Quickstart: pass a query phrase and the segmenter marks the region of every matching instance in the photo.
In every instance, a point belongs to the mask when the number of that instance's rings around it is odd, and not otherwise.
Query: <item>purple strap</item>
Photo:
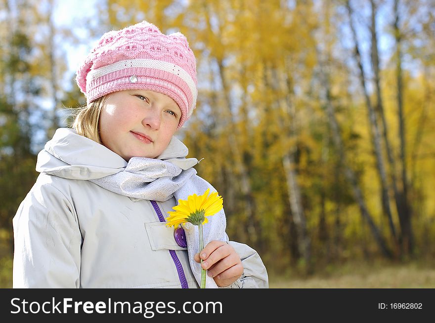
[[[152,201],[151,202],[153,205],[153,207],[154,208],[154,210],[156,211],[156,213],[157,213],[157,216],[159,217],[159,220],[161,222],[166,222],[165,221],[165,218],[163,217],[163,214],[162,214],[162,211],[160,210],[160,208],[159,207],[159,205],[157,205],[157,202],[155,201]],[[171,254],[171,256],[172,257],[173,260],[174,260],[174,263],[175,264],[175,266],[176,267],[177,272],[178,273],[178,278],[179,278],[180,283],[181,283],[181,288],[188,288],[189,286],[187,285],[187,281],[186,280],[186,276],[184,275],[184,272],[183,270],[183,266],[181,266],[181,263],[180,262],[180,260],[177,256],[175,250],[170,250],[169,253]]]

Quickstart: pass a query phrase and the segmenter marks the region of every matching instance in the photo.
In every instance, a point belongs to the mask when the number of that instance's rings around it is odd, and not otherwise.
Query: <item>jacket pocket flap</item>
[[[187,248],[183,248],[178,245],[174,237],[174,227],[167,227],[166,222],[145,223],[145,229],[148,235],[152,250],[187,249]]]

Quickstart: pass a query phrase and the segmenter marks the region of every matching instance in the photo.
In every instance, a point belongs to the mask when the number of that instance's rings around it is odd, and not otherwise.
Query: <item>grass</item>
[[[352,263],[331,266],[306,278],[269,276],[272,288],[434,288],[435,266],[413,261],[392,264]]]
[[[12,287],[12,257],[0,258],[0,288]],[[271,288],[435,288],[433,263],[350,262],[327,266],[309,278],[269,276]]]

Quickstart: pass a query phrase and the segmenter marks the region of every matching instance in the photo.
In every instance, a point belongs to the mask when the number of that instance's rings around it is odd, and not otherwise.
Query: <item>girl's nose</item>
[[[159,109],[151,108],[146,112],[146,115],[142,121],[142,123],[145,126],[149,126],[153,130],[158,130],[160,127],[161,115]]]

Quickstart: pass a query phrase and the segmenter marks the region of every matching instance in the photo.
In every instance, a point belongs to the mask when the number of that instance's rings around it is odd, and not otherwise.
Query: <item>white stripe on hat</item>
[[[131,67],[153,68],[164,71],[173,74],[176,74],[180,79],[184,81],[189,86],[189,88],[190,89],[190,91],[193,96],[193,102],[196,102],[198,92],[196,89],[196,86],[195,85],[195,82],[194,82],[193,80],[192,79],[192,77],[184,70],[176,64],[155,59],[144,58],[127,59],[119,61],[116,63],[103,66],[95,70],[91,70],[87,76],[87,82],[88,82],[91,80],[95,80],[109,73]],[[174,73],[174,70],[176,71],[176,73]]]

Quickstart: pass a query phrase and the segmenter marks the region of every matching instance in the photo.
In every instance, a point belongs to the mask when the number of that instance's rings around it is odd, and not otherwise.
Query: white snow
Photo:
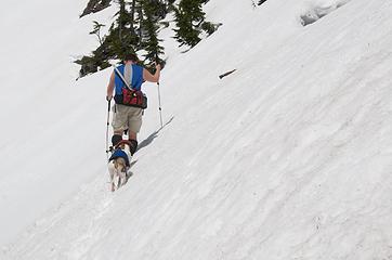
[[[0,11],[1,259],[392,259],[392,2],[213,0],[109,192],[87,1]],[[303,27],[301,15],[325,16]],[[218,75],[237,70],[220,80]]]

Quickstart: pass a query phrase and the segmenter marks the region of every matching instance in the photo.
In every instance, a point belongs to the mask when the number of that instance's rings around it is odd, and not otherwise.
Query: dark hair
[[[138,58],[138,55],[134,54],[134,53],[127,53],[127,54],[123,56],[123,61],[125,61],[125,62],[128,62],[128,61],[138,62],[139,58]]]

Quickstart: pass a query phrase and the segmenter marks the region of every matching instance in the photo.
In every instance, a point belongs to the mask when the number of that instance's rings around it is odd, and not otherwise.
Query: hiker
[[[142,104],[146,102],[146,98],[141,92],[142,83],[144,81],[158,82],[160,77],[159,64],[156,65],[156,72],[153,75],[138,65],[138,61],[139,58],[135,54],[127,54],[123,58],[123,64],[117,66],[117,69],[112,73],[106,91],[106,100],[110,101],[114,98],[116,102],[113,107],[112,127],[114,135],[112,144],[116,146],[122,140],[122,133],[128,130],[132,156],[138,150],[138,133],[142,126],[143,108],[146,107],[146,104]],[[127,88],[127,84],[132,90]],[[114,90],[115,95],[113,96]]]

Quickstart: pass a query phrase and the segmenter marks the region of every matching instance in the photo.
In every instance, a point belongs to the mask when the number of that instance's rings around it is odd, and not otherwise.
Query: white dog
[[[129,169],[131,159],[132,156],[129,152],[129,143],[123,140],[116,145],[107,165],[110,174],[112,192],[127,183],[128,177],[130,176]]]

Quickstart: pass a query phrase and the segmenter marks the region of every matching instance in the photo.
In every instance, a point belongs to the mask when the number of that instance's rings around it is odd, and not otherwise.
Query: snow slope
[[[1,259],[392,259],[392,2],[214,0],[208,18],[223,26],[183,54],[162,31],[166,126],[146,84],[133,177],[114,194],[110,70],[71,81],[62,58],[94,43],[75,40],[90,29],[75,18],[82,4],[62,4],[49,29],[64,28],[64,46],[19,54],[44,66],[28,72],[24,100],[11,100],[19,60],[1,69],[12,89],[1,98]],[[303,27],[314,10],[327,15]],[[25,17],[9,15],[2,26]],[[36,47],[45,21],[26,28]]]

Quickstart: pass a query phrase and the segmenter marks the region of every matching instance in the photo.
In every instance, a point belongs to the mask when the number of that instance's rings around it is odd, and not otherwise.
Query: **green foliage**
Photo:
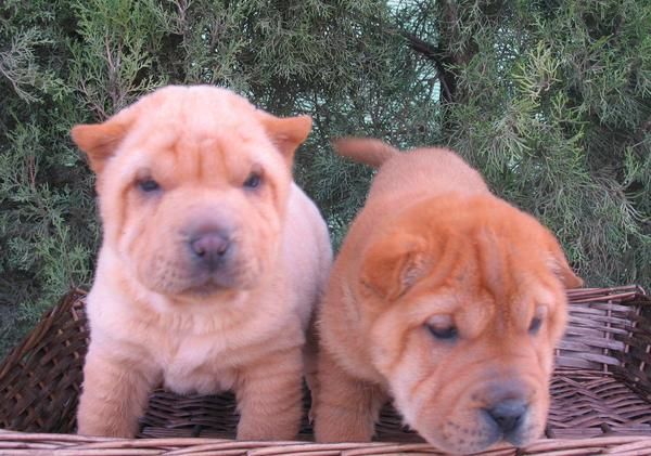
[[[554,231],[591,285],[649,286],[649,30],[635,0],[5,0],[0,353],[92,277],[93,178],[69,128],[165,83],[310,114],[295,174],[335,244],[372,172],[334,157],[333,138],[447,143]]]

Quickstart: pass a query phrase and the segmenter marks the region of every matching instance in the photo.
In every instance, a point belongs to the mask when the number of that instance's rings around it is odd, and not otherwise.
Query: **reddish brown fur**
[[[381,168],[319,317],[317,440],[370,440],[393,398],[431,443],[481,451],[495,435],[480,411],[509,382],[531,402],[522,443],[536,439],[565,325],[564,289],[580,285],[558,242],[449,151],[386,153],[376,141],[365,149],[363,140],[337,147]],[[532,335],[536,312],[547,316]],[[425,325],[441,322],[454,323],[458,341],[435,340]]]

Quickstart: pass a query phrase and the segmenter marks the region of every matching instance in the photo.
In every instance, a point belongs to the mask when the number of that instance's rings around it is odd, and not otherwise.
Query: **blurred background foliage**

EXERCISE BRIEF - Return all of the entries exactly as written, but drop any pictures they hold.

OUTPUT BELOW -
Quickstart: pass a query phrase and the segmenter marks the region of every matching instance in the photo.
In every instance, a point belongs to the mask when the number of that instance's rings around it is odd, and not otherwise.
Query: <item>purple strap</item>
Photo:
[[[152,201],[151,202],[153,205],[153,207],[154,208],[154,210],[156,211],[156,213],[157,213],[157,216],[159,217],[159,220],[161,222],[166,222],[165,221],[165,218],[163,217],[163,214],[162,214],[162,211],[160,210],[160,208],[159,207],[159,205],[157,205],[157,202],[155,201]],[[171,254],[171,256],[172,257],[173,260],[174,260],[174,263],[175,264],[175,266],[176,267],[177,272],[178,273],[178,278],[179,278],[180,283],[181,283],[181,288],[188,288],[189,286],[187,285],[187,281],[186,280],[186,276],[184,275],[184,272],[183,270],[183,266],[181,266],[181,263],[180,262],[180,260],[177,256],[175,250],[170,250],[169,253]]]

Quickstart: pass a query phrase and the segmenter marks the region of every matching instance in the photo.
In every instance, a point belongs to the mask when the number of that instance's rings around it is odd, and not otherwise.
Query: <item>jacket pocket flap</item>
[[[187,248],[183,248],[178,245],[174,237],[174,227],[167,227],[166,222],[145,223],[145,229],[148,235],[152,250],[187,249]]]

Quickstart: pass a query phrase and the segmenter marks the region of every matching instance in the photo.
In every instance, a point belongs to the mask when the number of that instance's rings around it is odd, and not otherwise.
Query: <item>grass</item>
[[[352,263],[331,266],[306,278],[269,276],[272,288],[434,288],[435,266],[413,261],[392,264]]]
[[[12,287],[12,257],[0,258],[0,288]],[[271,288],[435,288],[433,263],[350,262],[327,266],[309,278],[269,276]]]

Quickstart: pass a query phrase and the segmenter marks the region of every matching instance in the photo.
In every instance, a point belongs to the mask when the number of that instance's rings around it is odd, and not otherwise.
Query: <item>girl's nose</item>
[[[159,109],[151,108],[146,112],[146,115],[142,121],[142,123],[145,126],[149,126],[153,130],[158,130],[160,127],[161,115]]]

Quickstart: pass a query phrase and the segmenter marks the region of every matching instance in the photo.
In every instance, a point belongs to the mask when the number of that instance's rings around it is odd, and not otherwise.
Query: <item>white stripe on hat</item>
[[[131,67],[153,68],[164,71],[173,74],[176,74],[180,79],[184,81],[189,86],[189,88],[190,89],[190,91],[193,96],[193,102],[196,102],[198,92],[196,89],[196,86],[195,85],[195,82],[194,82],[193,80],[192,79],[192,77],[184,70],[176,64],[155,59],[144,58],[127,59],[119,61],[116,63],[103,66],[95,70],[91,70],[87,76],[87,82],[88,82],[91,80],[95,80],[109,73]],[[174,73],[174,70],[176,71],[176,73]]]

Quickstart: pass a query phrase and the segmenter marks the region of every matching instance in the photo.
In every instance, a point belongs to the mask when the number of that instance's rings around it is odd, and not otherwise.
Query: white snow
Photo:
[[[0,11],[1,259],[392,259],[392,2],[213,0],[109,192],[87,1]],[[303,27],[301,15],[325,16]],[[218,75],[237,70],[220,80]]]

Quickstart: pass a query phrase and the segmenter marks the region of every matching instance in the photo.
In every instance, a point belongs to the mask when the number of that instance's rings around it is odd, and not otherwise.
Query: dark hair
[[[138,58],[138,55],[134,54],[134,53],[127,53],[127,54],[123,56],[123,61],[125,61],[125,62],[128,62],[128,61],[138,62],[139,58]]]

Quickstart: pass a query phrase and the segmenter marks the region of every matching instance in the photo.
In every instance, a point belongs to the mask when the number of that instance's rings around it is odd, and not otherwise.
Query: hiker
[[[142,104],[146,102],[146,98],[141,92],[142,83],[144,81],[158,82],[160,77],[159,64],[156,65],[156,72],[153,75],[138,65],[138,61],[139,58],[135,54],[127,54],[123,58],[123,64],[117,66],[117,69],[112,73],[106,91],[106,100],[110,101],[114,98],[116,102],[113,107],[112,127],[114,135],[112,144],[116,146],[122,140],[122,133],[128,130],[132,156],[138,150],[138,133],[142,126],[143,108],[146,107],[146,104]],[[127,88],[127,84],[132,90]],[[114,90],[115,95],[113,96]]]

Quickstart: pass a query phrase and the segmenter marks the region of every matching instance in the photo.
In every instance, a point belongs to the mask when the number of that instance's rings around it is odd, and not otherwise.
Query: white dog
[[[129,169],[131,159],[132,156],[129,152],[129,143],[123,140],[116,145],[107,165],[110,174],[112,192],[127,183],[128,177],[130,176]]]

Quickstart: pass a query phrase and the segmenter marks the region of every matching instance in the photo.
In every instance, a point belongs to the mask when the number of that instance's rings around it is odd, and not otherwise.
Query: snow slope
[[[1,259],[392,259],[392,2],[214,0],[208,18],[223,26],[183,54],[162,31],[166,126],[146,84],[133,177],[114,194],[110,70],[71,81],[62,58],[94,43],[75,40],[90,29],[75,18],[82,4],[62,4],[49,29],[64,28],[64,46],[19,54],[44,66],[28,72],[24,100],[11,100],[19,60],[1,69],[12,89],[1,98]],[[303,27],[314,10],[327,15]],[[25,17],[9,15],[2,26]],[[36,47],[45,21],[26,28]]]

Quickstart: pass a query phrase and the segmenter marks the region of every matching instance in the photo.
In every instance, a point belongs to the mask when the number of that instance's rings around it is odd, and not otherwise.
Query: **green foliage**
Photo:
[[[554,231],[591,285],[649,286],[649,30],[635,0],[5,0],[0,353],[92,277],[93,178],[69,128],[165,83],[310,114],[295,174],[335,244],[372,172],[334,157],[333,138],[447,143]]]

Quickstart: pass a query phrase and the segmenter marks the region of every matching instance in the photo.
In every instance, a point belongs to the mask when the number of that instance's rings around it is odd, and not otherwise.
Query: **reddish brown fur**
[[[381,168],[319,317],[317,440],[370,440],[393,398],[431,443],[481,451],[495,435],[480,411],[509,382],[531,402],[522,443],[536,439],[565,325],[564,289],[580,285],[558,242],[449,151],[386,153],[376,141],[365,149],[363,140],[337,147]],[[532,335],[536,312],[547,316]],[[425,325],[441,322],[454,323],[458,341],[435,340]]]

Quickstart: pass a query phrase and the segmenter marks the region of every matching instance in the photo.
In every instance, a point belongs to the mask when the number of that instance's rings around it is odd, and not otherwise.
Query: **blurred background foliage**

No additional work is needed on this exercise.